▶ **REQUIRED TASK**
Count the lines in the entries below that contain the string "tall", treating uppercase and lowercase as different. Give only the number.

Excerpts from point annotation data
● ● ●
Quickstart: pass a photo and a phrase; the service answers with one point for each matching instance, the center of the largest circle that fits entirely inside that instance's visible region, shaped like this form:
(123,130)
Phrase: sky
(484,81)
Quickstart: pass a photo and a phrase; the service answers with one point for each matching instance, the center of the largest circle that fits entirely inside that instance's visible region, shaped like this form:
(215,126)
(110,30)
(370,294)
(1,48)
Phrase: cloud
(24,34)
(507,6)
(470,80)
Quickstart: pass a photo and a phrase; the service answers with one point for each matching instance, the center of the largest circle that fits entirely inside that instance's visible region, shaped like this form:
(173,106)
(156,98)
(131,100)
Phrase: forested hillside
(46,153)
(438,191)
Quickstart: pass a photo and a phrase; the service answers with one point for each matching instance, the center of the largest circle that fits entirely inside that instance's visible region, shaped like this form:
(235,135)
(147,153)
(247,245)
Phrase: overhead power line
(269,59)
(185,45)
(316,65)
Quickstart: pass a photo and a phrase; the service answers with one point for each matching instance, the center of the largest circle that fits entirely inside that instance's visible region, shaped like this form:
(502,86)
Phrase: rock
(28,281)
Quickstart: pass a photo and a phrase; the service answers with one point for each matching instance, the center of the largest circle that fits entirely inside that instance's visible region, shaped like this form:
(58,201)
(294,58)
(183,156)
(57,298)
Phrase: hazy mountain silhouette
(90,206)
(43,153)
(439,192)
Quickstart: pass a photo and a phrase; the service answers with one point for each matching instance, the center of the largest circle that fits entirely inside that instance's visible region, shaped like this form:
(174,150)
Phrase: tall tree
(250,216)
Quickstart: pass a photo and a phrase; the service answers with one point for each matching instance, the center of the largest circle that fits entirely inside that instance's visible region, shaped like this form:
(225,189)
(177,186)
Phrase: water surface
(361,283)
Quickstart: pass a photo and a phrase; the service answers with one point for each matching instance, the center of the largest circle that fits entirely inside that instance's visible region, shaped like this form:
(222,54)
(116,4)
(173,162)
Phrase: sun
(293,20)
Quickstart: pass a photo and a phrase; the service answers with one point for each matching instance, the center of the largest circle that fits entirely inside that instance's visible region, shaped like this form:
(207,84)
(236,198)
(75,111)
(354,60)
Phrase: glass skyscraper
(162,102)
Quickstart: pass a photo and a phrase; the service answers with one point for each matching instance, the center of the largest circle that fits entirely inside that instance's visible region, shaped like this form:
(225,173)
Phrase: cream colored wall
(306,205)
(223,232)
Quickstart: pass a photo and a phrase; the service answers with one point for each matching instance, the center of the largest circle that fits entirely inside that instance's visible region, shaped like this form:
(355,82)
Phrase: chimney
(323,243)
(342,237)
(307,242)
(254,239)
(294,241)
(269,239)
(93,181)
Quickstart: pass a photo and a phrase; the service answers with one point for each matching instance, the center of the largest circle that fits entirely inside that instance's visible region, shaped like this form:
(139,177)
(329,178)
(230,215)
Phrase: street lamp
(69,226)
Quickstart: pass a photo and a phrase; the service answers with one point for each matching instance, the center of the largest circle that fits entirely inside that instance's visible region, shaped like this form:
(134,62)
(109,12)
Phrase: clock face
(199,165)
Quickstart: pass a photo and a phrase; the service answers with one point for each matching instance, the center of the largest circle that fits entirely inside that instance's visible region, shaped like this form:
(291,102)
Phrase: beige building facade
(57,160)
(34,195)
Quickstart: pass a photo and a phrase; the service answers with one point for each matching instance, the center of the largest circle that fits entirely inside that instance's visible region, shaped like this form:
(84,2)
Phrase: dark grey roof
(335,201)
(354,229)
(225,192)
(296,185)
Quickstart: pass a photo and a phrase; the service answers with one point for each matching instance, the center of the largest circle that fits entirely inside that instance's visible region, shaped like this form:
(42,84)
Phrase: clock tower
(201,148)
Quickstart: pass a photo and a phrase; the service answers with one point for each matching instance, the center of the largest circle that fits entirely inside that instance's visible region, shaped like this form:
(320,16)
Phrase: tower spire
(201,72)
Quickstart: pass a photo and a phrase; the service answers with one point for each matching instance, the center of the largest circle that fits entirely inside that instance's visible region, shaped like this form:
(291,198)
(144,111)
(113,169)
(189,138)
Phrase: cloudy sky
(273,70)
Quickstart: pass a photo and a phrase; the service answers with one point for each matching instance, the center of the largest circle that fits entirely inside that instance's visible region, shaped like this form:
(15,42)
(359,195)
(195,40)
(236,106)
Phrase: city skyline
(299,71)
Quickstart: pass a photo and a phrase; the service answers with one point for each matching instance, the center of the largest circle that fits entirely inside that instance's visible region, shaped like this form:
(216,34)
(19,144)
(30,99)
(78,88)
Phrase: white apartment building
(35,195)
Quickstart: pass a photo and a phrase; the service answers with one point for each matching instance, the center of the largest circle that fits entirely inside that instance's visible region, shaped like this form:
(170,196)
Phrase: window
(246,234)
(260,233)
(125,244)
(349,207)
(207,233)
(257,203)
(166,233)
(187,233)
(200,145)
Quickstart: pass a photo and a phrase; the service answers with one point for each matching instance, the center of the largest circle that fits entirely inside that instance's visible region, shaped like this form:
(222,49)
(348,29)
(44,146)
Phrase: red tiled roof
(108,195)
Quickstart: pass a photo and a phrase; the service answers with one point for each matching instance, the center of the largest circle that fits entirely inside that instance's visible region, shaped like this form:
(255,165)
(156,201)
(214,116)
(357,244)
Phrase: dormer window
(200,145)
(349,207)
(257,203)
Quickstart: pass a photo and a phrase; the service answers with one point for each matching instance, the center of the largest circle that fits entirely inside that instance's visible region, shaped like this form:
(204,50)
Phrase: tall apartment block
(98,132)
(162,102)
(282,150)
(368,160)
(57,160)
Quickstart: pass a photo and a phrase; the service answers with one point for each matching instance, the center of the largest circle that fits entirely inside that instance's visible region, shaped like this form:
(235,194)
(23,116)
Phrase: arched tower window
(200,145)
● ● ●
▶ **WRITTEN ANSWER**
2